**** DATA EXTRACTS

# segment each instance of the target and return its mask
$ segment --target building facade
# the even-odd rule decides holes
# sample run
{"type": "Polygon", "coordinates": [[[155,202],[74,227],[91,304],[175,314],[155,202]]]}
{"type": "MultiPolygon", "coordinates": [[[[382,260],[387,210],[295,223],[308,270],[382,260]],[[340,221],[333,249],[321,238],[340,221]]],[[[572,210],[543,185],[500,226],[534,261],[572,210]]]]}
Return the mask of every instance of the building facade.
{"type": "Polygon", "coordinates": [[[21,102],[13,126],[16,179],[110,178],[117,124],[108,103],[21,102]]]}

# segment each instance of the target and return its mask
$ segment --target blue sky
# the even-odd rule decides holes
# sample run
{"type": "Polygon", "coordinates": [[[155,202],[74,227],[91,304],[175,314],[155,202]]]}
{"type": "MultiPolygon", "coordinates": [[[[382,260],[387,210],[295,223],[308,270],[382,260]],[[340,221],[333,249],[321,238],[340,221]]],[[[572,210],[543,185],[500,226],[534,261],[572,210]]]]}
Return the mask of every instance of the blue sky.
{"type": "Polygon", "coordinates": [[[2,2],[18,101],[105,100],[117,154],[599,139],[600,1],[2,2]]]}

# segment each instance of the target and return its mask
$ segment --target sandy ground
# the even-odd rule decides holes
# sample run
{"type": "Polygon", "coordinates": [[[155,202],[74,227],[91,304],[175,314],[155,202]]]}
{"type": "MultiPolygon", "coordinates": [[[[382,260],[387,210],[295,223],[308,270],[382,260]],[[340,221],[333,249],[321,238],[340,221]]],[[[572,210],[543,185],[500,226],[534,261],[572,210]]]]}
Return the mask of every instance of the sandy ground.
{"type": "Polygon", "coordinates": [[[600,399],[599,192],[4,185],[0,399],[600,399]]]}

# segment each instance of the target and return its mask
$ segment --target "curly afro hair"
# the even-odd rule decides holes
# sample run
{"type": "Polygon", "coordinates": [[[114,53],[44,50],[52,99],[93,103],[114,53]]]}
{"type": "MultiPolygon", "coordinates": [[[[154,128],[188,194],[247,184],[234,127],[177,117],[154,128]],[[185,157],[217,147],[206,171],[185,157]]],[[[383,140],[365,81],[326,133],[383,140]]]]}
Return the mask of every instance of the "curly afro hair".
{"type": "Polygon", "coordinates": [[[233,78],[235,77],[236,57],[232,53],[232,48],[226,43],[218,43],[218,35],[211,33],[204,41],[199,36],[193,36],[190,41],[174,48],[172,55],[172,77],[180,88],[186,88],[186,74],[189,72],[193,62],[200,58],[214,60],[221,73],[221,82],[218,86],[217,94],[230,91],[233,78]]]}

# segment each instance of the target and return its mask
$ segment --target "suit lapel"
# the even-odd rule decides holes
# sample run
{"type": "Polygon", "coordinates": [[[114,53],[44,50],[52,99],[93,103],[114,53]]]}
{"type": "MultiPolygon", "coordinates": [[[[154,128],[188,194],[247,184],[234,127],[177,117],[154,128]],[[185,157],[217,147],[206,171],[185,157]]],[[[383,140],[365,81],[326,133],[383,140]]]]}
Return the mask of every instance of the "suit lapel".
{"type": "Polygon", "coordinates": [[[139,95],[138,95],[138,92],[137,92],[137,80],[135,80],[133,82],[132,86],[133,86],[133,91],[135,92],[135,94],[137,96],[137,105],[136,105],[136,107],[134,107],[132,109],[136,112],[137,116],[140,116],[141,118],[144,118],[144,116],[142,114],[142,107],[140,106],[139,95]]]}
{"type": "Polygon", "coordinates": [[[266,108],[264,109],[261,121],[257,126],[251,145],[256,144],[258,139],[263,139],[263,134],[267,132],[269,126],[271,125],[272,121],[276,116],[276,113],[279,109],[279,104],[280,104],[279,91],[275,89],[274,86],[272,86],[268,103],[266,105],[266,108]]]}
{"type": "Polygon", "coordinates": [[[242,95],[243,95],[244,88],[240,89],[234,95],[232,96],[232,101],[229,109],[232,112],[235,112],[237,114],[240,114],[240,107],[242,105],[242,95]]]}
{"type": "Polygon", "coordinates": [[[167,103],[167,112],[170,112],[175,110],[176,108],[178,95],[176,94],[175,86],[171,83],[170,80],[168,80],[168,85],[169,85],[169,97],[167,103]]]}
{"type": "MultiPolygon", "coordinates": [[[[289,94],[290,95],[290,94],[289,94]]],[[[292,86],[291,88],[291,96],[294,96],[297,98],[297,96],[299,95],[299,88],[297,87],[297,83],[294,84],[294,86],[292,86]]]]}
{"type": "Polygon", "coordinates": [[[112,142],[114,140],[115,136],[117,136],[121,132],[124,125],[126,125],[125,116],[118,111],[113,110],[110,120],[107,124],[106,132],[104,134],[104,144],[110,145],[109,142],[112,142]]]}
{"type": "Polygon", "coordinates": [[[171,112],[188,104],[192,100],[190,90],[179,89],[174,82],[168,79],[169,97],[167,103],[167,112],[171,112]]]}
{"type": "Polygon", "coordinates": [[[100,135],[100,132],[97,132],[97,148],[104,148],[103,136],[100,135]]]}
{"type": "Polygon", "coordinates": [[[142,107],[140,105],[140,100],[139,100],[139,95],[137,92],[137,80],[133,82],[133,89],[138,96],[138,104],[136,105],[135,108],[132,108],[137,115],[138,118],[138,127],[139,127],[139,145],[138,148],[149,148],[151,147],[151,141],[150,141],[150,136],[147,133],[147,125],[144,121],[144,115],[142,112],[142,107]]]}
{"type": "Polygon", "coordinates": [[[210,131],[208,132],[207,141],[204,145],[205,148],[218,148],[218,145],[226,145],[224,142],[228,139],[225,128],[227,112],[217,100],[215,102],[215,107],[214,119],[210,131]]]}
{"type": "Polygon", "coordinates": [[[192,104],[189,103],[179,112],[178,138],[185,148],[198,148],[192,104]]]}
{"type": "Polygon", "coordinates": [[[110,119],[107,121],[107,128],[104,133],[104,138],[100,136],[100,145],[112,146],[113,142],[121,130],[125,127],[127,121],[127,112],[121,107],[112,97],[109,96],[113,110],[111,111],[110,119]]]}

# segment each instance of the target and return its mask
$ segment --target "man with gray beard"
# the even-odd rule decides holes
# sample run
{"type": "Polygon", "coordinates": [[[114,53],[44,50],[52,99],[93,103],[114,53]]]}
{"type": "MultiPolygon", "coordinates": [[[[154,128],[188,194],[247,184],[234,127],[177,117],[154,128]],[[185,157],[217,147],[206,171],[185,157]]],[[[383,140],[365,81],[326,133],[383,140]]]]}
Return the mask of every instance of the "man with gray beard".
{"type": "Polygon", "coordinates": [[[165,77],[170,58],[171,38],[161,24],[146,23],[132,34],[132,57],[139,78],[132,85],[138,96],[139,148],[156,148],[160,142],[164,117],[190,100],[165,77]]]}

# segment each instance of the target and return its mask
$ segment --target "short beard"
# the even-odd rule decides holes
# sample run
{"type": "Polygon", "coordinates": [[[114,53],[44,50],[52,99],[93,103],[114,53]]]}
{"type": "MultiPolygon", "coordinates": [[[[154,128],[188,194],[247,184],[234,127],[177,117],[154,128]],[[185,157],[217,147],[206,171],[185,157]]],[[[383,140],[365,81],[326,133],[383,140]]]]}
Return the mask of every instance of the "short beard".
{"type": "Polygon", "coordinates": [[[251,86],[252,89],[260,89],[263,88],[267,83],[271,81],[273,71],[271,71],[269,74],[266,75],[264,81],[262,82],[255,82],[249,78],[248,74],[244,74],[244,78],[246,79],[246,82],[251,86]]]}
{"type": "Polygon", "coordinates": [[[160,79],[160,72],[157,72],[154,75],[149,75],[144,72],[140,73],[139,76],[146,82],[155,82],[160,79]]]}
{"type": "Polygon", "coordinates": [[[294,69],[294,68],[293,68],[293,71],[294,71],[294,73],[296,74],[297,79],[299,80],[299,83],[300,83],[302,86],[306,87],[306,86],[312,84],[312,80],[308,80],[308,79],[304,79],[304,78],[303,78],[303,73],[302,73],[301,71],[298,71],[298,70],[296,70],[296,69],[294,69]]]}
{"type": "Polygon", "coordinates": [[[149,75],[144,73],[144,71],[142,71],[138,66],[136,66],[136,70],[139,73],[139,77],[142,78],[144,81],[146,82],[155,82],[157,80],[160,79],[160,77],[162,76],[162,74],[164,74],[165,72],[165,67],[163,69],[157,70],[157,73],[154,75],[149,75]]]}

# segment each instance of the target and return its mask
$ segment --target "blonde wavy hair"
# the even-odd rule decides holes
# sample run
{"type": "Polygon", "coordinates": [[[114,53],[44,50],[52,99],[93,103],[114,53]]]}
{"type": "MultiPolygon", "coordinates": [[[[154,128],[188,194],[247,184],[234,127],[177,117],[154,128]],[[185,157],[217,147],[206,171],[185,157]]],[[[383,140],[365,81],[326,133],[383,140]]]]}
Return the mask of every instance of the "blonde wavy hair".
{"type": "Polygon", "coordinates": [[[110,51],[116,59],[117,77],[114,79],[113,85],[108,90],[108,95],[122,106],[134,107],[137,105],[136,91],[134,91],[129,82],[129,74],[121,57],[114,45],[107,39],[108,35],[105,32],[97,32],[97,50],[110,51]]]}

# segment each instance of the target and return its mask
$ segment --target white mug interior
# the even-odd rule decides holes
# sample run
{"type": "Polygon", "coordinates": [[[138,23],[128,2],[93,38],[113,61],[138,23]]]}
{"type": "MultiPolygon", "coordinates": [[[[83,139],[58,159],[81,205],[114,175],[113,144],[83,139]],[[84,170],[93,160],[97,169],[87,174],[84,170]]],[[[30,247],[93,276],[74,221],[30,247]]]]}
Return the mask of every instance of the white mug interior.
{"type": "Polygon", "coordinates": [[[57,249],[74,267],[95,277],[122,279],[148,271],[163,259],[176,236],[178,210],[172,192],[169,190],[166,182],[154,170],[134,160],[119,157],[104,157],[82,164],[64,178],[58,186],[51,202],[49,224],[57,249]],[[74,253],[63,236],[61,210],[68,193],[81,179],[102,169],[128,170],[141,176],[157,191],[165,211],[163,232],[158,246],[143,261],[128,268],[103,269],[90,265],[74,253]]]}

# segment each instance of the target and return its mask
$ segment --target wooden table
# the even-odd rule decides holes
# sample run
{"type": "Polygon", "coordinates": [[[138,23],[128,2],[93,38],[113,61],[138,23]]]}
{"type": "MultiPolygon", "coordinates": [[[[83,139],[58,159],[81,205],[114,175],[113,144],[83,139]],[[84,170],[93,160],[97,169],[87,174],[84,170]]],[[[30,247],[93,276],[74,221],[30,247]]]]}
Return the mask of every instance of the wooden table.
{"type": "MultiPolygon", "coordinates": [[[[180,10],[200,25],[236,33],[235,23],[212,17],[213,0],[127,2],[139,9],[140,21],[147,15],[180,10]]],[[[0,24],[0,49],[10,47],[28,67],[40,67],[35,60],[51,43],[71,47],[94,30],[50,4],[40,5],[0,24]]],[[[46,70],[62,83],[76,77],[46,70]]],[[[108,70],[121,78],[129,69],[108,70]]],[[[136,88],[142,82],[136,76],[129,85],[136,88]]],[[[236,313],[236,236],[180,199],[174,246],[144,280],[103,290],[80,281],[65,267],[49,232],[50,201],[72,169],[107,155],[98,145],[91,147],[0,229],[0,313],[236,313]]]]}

********

The answer should be the first line of the material and every line after it through the line containing "--target sandy ground", exactly as written, and nothing else.

◆ **SOLVED EXERCISE**:
# segment each instance of the target and return its mask
$ segment --target building facade
# the even-odd rule decides holes
# sample run
{"type": "Polygon", "coordinates": [[[155,202],[74,227],[91,304],[175,314],[155,202]]]}
{"type": "MultiPolygon", "coordinates": [[[[382,260],[387,210],[295,223],[308,270],[382,260]],[[340,221],[333,249],[321,238],[340,221]]],[[[572,210],[543,185],[500,226],[534,261],[572,210]]]]}
Return the mask of every instance of the building facade.
{"type": "Polygon", "coordinates": [[[21,102],[13,126],[16,179],[110,178],[117,124],[108,103],[21,102]]]}

# segment each instance of the target and return its mask
$ segment --target blue sky
# the even-odd rule decides holes
# sample run
{"type": "Polygon", "coordinates": [[[155,202],[74,227],[91,304],[175,314],[155,202]]]}
{"type": "MultiPolygon", "coordinates": [[[[382,260],[387,210],[295,223],[308,270],[382,260]],[[340,221],[333,249],[321,238],[340,221]]],[[[572,210],[543,185],[500,226],[534,261],[572,210]]]]}
Return the mask of every instance of the blue sky.
{"type": "Polygon", "coordinates": [[[2,2],[18,101],[105,100],[117,154],[599,139],[600,1],[2,2]]]}

# segment each instance of the target and return its mask
$ segment --target sandy ground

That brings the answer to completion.